__QUOTED TEXT__
Hints & Tips Blog

How to have (the right) impact in a new leadership role

As Elon Musk takes the helm at Twitter in the much publicised on/off/on again deal, it made me think about what a leader taking on a new role needs to do to make their mark.

According to research by Oxford Economics, it takes almost 28 weeks for a new employee to really hit their stride and deliver optimum performance. But what if you’re a leader, or have been appointed as the CEO? You’re unlikely to have the luxury of over half a year before you need to show your worth.

Whether you’re new to the company, or new to that role, you have a relatively limited window of opportunity to make the right impression, and to deliver a meaningful start. So, if you’re not an eccentric but hugely successful billionaire like Musk, who made his entrance carrying a sink to help the news ‘sink in’ that he was now ‘Chief Twit’, and you’re operating in an SME, what can you do to start out on the right foot?

First impressions count

As a leader, whether a team leader or whole company leader, like it or not people will scrutinise your every move, comment, interaction and even what you don’t do. If you’re new to the company, they will be looking for clues about what to expect and what they’ll be ‘dealing with’ going forward. If you’ve made the step up in your existing company they will want to know if the ‘old you’ will survive, or whether they’ll have to get used to a different version of you, and how you will navigate the balancing act of going from being one of the team to leading the team.

So, think hard about what you will do on your first day, in your first week, your first months? Who and what you prioritise will send a message, so it’s important to get the message right.

Suspend assumptions and spend time with people – lots of people

It’s natural to have a view or make assumptions, we all do. Whether you’re new to the company or have been promoted from within, you’ve probably, sometimes subconsciously, built a picture of ‘how things are’, and even maybe ‘how they need to be’ at the company. You might be right, but you’re unlikely to have the full picture.

Test your assumptions, talk to people, meet as many people as possible to get a broader perspective and don’t limit it to the ‘usual suspects’. Meeting people from all departments, working at all levels, long serving and newer hires, will give you insights that management information and senior management meetings might not. Asking questions such as “what’s one simple thing we could do to improve x?” or “if you were me, what would you focus on first?” can not only provide useful insight and ideas, but also shows people you care about their views and value their input. It also starts to build a relationship and trust, important for getting buy-in for any future changes you might want to make.

Role model the right behaviours

Making time for people in the early days is one way to show what kind of a leader you’re going to be. And, in today’s complex, fast-paced and often uncertain world, we need ‘to be’ what ‘we want to see’ from others more than ever. That means setting the example in how you behave; from showing enthusiasm and interest in others and their ideas and being respectful, to encouraging debate and actively listening. While people look to the leader for vision, direction and to provide confidence, one person alone can no longer have all the answers. But they do need to create and inspire teams who together find the answers, feel able to suggest ideas and are motivated, committed and engaged enough to make them happen.

So, from day one in post, any new leader needs to be mindful that what they say and do (even in an off moment or on a bad day) will set the tone and drive the agenda, and their behaviours and actions dictate their ability to galvanize support and deliver success, or not.

__GOALS__
A – Decide whether each statement agrees with the blog post: (i) research by Oxford Economics puts the time a new employee needs to hit their stride at almost 28 weeks; (ii) Musk made his entrance at Twitter carrying a desk; (iii) one person alone can still have all the answers. For each, answer yes or no and quote the words of the blog post that decide it.
B – Rewrite the blog post from "As Elon Musk" up to and including "show your worth.", putting "managing director" in place of "CEO".

__STORED DATA__
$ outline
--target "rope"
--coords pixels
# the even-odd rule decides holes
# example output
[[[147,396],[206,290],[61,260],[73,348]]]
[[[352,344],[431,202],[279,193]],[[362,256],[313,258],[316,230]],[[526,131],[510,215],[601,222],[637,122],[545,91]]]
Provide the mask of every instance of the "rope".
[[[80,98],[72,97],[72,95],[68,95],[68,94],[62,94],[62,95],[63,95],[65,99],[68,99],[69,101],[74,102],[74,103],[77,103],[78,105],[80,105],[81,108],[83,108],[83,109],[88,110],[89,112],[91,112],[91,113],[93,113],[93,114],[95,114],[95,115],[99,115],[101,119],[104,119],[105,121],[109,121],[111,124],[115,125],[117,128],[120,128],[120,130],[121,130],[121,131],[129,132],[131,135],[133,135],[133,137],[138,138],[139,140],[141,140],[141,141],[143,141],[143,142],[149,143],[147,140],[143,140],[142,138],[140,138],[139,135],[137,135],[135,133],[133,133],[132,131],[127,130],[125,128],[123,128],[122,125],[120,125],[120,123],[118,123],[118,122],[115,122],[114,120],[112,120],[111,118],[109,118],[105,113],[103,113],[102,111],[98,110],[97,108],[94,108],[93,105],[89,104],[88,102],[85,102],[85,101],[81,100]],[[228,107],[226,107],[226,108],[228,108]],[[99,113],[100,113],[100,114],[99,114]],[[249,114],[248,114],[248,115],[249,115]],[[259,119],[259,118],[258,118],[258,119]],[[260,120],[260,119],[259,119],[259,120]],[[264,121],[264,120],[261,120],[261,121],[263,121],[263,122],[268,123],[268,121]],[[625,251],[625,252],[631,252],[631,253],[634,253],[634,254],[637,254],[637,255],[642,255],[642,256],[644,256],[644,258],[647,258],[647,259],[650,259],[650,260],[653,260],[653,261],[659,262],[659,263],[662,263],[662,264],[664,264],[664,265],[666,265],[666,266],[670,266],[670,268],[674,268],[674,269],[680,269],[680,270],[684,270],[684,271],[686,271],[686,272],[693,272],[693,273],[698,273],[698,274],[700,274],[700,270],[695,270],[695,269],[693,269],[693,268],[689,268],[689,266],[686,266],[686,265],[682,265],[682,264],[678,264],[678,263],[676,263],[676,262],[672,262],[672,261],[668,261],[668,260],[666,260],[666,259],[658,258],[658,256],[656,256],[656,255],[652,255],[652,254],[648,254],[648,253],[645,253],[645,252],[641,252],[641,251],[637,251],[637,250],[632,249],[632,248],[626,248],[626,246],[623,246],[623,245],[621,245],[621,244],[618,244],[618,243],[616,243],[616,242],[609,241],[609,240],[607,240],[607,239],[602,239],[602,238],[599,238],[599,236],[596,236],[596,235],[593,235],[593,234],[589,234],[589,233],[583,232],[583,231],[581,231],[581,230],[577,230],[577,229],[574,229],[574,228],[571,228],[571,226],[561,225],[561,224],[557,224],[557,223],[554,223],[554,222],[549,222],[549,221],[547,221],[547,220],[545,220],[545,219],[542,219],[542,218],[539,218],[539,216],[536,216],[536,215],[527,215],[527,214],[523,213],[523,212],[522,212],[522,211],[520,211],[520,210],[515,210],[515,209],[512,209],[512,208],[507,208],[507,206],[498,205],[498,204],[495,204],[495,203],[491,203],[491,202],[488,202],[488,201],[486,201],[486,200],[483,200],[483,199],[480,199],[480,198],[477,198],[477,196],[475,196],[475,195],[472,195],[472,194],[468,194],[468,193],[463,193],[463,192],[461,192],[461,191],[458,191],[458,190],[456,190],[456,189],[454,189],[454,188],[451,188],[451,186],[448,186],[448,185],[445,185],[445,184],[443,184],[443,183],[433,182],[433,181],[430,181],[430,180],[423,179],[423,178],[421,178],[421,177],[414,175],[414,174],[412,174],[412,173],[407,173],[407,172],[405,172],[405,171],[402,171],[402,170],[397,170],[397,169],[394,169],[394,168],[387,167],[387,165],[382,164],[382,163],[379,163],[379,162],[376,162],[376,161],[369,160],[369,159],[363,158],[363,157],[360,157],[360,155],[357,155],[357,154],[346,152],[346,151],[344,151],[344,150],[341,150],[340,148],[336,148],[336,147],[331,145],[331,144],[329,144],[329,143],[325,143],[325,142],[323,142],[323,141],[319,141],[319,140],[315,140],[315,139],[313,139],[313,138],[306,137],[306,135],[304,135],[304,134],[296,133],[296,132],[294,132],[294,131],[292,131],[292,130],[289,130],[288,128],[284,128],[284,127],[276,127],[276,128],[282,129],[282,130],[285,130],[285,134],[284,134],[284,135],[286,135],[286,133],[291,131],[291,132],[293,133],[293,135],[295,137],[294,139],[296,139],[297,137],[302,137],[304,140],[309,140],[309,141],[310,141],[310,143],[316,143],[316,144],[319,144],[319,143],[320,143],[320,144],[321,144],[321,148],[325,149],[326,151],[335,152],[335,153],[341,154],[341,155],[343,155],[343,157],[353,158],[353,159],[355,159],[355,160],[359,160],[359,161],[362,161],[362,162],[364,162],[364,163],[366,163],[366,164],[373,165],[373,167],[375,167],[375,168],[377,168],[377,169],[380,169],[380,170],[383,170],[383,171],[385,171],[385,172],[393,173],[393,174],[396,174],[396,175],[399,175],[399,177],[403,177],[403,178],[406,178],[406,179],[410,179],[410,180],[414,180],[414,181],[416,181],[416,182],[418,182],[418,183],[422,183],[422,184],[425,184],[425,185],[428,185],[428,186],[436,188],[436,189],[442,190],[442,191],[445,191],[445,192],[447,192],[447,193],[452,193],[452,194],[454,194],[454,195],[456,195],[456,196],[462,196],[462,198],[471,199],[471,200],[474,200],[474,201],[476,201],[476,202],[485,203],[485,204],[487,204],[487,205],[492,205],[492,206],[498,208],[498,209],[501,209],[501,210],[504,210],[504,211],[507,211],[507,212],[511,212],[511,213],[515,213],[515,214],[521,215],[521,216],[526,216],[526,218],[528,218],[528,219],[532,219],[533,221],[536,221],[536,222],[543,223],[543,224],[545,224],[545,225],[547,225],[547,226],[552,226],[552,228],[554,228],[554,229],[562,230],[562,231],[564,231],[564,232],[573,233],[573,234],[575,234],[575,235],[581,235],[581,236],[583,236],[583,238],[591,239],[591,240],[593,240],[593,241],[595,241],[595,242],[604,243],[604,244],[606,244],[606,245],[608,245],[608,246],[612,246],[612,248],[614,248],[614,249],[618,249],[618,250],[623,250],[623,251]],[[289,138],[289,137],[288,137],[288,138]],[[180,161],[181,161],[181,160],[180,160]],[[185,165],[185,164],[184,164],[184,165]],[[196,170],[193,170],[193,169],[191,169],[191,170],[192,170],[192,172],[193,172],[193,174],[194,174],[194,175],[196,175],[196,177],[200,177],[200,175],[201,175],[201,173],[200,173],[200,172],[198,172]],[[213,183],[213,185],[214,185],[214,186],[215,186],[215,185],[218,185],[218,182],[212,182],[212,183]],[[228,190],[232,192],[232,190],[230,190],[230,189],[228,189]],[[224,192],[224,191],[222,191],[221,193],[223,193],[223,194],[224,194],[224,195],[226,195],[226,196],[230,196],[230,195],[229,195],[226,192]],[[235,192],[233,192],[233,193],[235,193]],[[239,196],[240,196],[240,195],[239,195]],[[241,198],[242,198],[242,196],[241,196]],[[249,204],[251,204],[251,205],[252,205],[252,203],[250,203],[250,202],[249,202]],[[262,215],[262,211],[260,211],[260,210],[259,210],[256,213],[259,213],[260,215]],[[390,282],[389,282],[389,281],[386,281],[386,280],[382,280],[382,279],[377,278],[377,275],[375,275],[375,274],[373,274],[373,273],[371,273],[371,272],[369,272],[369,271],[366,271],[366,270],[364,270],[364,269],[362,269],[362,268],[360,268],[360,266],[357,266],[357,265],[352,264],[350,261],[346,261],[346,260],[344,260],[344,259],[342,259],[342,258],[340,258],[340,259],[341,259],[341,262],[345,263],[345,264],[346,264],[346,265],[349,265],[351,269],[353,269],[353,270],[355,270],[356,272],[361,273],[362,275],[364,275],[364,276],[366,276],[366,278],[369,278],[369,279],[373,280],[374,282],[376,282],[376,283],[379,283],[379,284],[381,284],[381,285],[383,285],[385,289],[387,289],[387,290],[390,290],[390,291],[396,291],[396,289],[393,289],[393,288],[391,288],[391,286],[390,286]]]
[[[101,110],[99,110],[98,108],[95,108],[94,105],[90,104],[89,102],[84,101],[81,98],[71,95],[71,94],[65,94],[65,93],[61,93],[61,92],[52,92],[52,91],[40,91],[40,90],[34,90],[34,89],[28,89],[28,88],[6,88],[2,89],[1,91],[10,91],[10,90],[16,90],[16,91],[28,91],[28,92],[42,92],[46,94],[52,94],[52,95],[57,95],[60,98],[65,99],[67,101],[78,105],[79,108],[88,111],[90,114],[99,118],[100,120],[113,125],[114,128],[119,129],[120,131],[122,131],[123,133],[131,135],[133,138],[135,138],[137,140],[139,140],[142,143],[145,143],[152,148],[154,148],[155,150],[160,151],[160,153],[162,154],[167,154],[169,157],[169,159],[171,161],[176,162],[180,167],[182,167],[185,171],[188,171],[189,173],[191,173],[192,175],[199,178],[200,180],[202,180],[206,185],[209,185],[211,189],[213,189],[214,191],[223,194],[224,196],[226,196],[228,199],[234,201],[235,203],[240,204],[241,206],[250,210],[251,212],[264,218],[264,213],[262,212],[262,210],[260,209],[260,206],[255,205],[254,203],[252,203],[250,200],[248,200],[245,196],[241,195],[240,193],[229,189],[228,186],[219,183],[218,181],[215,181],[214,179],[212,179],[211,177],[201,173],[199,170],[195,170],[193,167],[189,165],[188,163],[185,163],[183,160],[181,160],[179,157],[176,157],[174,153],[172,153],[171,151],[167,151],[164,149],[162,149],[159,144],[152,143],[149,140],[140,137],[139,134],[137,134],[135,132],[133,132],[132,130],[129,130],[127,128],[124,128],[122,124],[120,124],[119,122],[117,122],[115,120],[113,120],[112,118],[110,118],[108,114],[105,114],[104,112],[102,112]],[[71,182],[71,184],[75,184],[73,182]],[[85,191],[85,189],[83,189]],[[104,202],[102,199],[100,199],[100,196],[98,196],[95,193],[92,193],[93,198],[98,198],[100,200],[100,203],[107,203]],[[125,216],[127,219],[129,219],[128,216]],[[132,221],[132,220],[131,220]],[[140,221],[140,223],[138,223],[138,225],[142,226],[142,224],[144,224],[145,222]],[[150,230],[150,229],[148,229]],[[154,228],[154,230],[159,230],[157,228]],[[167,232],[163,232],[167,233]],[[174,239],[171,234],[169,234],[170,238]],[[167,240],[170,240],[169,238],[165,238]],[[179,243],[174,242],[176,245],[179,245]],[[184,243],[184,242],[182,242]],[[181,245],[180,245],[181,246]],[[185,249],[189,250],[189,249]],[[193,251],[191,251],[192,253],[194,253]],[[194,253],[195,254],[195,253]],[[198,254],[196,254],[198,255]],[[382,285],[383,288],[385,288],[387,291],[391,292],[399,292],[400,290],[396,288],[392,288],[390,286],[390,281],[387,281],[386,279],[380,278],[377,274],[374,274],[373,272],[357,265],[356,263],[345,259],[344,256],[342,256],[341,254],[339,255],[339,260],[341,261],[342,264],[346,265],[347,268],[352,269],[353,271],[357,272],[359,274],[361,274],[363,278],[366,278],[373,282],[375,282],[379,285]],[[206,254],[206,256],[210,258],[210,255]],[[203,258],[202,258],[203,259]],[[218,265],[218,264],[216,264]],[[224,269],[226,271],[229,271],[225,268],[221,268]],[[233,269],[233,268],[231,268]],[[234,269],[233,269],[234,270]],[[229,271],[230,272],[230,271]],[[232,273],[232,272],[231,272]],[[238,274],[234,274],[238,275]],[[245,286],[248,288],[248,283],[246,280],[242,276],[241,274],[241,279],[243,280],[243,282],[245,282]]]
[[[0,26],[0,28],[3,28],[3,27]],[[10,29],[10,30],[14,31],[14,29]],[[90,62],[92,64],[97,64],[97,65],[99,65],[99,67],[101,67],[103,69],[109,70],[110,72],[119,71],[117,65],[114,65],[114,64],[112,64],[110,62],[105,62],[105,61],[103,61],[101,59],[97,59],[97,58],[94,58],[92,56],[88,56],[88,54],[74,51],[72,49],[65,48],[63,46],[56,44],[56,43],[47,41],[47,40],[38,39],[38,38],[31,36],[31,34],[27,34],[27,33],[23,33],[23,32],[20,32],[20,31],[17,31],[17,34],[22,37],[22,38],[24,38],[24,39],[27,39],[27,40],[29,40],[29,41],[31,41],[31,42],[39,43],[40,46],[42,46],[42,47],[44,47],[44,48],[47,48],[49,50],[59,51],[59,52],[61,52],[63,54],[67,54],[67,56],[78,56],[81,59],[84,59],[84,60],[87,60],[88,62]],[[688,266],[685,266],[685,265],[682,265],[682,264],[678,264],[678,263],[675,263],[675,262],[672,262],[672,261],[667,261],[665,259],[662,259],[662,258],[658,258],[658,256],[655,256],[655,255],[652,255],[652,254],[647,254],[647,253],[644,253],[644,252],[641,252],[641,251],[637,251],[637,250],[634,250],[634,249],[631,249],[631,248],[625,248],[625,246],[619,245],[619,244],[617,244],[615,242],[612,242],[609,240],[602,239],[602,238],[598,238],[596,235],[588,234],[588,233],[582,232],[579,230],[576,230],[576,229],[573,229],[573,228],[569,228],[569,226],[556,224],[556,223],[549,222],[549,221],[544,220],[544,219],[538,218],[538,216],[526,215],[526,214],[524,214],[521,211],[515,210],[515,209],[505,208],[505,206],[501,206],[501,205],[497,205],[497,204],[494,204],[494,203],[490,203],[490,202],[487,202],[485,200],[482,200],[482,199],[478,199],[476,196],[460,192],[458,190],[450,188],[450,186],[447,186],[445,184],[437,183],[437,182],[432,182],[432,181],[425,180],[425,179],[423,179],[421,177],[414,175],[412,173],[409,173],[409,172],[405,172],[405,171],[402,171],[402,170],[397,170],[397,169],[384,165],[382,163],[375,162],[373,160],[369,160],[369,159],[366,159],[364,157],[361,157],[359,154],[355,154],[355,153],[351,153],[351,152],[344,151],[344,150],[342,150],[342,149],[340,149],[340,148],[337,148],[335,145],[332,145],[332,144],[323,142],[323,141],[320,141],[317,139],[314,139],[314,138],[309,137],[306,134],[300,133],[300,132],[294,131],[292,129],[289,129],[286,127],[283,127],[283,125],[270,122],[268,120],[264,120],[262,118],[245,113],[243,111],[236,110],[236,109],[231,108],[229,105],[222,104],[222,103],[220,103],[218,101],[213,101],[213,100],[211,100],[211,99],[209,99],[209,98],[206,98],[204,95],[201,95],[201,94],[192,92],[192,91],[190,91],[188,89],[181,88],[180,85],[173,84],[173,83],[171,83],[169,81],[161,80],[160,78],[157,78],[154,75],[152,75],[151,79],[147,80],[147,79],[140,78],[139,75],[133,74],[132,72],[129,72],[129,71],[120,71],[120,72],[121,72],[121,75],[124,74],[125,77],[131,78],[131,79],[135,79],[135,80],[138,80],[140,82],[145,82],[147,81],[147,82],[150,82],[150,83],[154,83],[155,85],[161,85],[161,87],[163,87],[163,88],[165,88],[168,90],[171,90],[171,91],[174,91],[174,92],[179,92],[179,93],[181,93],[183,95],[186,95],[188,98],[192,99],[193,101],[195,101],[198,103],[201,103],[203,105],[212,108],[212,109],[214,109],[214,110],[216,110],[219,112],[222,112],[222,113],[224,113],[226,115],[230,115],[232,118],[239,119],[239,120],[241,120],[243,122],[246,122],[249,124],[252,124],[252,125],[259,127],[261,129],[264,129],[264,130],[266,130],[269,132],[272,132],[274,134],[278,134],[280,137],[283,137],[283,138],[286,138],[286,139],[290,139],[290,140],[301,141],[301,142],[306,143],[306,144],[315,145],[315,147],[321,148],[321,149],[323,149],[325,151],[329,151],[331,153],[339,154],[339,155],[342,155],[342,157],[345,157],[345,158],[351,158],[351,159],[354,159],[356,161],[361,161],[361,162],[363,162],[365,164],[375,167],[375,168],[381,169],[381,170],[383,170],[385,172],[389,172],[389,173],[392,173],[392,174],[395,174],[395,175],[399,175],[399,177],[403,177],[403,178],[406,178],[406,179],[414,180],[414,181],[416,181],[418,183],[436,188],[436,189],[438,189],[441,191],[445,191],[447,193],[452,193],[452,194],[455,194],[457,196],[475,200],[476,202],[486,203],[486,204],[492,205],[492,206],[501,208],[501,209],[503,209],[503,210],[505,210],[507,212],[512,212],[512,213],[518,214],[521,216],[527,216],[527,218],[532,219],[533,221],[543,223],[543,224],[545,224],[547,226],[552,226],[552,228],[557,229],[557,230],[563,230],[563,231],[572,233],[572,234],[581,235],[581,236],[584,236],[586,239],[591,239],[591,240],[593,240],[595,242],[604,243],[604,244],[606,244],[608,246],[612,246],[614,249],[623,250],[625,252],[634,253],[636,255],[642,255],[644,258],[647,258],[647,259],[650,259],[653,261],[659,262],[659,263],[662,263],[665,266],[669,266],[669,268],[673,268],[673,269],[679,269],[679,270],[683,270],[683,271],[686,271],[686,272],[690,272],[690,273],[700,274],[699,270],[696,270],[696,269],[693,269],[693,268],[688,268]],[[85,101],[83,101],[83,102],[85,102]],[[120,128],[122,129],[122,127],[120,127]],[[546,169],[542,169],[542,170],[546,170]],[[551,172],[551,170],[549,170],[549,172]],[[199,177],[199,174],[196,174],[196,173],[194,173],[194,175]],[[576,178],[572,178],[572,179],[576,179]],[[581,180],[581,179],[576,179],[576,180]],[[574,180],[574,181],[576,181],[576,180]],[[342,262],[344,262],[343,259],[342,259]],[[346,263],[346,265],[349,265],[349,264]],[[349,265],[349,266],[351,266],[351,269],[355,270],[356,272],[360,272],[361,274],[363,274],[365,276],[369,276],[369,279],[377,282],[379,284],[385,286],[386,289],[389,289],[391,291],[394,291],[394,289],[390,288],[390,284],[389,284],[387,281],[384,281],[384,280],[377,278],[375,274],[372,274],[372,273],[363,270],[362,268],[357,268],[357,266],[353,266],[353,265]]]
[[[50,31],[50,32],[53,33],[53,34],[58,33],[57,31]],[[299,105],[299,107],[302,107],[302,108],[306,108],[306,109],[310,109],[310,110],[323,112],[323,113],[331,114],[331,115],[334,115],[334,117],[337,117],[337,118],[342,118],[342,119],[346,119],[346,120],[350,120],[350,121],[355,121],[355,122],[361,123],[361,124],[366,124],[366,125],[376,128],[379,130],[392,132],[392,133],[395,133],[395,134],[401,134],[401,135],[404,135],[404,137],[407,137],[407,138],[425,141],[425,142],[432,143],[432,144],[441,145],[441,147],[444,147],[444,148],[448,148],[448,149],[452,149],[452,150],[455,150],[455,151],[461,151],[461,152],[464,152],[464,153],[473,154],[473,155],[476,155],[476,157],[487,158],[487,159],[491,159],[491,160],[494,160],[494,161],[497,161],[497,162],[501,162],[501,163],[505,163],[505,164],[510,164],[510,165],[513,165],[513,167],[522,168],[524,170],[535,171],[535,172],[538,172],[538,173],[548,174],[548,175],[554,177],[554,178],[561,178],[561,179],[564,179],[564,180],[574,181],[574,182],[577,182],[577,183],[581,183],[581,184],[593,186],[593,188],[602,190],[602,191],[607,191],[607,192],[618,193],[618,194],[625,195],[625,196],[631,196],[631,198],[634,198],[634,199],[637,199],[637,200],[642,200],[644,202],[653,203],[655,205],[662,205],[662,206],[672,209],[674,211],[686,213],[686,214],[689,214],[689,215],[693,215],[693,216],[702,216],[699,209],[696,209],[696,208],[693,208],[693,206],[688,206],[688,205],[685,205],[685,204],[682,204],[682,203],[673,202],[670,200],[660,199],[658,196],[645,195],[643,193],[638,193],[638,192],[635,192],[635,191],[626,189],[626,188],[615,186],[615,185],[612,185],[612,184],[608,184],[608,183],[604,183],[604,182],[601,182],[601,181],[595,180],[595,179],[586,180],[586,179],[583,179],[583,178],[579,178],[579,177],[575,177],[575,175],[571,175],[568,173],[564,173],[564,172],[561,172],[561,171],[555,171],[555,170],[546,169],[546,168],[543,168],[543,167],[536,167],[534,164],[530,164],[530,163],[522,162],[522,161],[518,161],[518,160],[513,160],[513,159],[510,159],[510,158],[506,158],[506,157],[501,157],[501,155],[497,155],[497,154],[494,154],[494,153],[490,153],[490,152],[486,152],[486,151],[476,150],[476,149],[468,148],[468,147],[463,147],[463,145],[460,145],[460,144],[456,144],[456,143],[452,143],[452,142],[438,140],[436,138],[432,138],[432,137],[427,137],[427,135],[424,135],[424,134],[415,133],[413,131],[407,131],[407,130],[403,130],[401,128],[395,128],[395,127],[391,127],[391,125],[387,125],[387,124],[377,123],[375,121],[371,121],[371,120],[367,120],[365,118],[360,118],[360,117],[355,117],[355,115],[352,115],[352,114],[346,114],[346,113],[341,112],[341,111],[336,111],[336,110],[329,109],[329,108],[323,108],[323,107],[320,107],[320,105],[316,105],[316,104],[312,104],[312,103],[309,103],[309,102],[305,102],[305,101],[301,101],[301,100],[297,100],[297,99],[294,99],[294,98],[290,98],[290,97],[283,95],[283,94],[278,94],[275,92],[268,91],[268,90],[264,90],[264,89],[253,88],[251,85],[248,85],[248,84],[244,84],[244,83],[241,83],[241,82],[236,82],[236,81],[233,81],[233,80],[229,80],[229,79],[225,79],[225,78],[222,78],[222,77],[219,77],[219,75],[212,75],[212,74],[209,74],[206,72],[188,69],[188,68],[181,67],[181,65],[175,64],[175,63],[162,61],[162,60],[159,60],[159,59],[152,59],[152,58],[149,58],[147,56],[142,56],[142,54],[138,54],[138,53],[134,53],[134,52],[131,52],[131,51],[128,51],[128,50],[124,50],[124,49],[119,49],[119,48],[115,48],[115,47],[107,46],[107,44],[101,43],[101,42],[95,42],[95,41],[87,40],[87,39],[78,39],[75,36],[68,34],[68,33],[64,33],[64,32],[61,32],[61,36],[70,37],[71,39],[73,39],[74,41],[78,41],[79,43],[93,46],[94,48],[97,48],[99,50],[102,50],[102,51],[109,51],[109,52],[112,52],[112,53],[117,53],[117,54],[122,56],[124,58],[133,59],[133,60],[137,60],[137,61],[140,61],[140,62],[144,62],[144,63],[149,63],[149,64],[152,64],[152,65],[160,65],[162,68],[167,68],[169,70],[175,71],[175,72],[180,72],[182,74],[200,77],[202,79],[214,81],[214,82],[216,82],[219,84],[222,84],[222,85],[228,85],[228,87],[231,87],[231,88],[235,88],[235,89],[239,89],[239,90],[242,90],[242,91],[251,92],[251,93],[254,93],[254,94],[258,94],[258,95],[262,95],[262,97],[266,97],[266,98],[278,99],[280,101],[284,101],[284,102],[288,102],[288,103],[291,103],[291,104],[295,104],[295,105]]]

__TASK RESULTS__
A –
(i) Yes: "it takes almost 28 weeks for a new employee to really hit their stride and deliver optimum performance"
(ii) No: "who made his entrance carrying a sink"
(iii) No: "one person alone can no longer have all the answers"

B –
As Elon Musk takes the helm at Twitter in the much publicised on/off/on again deal, it made me think about what a leader taking on a new role needs to do to make their mark.

According to research by Oxford Economics, it takes almost 28 weeks for a new employee to really hit their stride and deliver optimum performance. But what if you’re a leader, or have been appointed as the managing director? You’re unlikely to have the luxury of over half a year before you need to show your worth.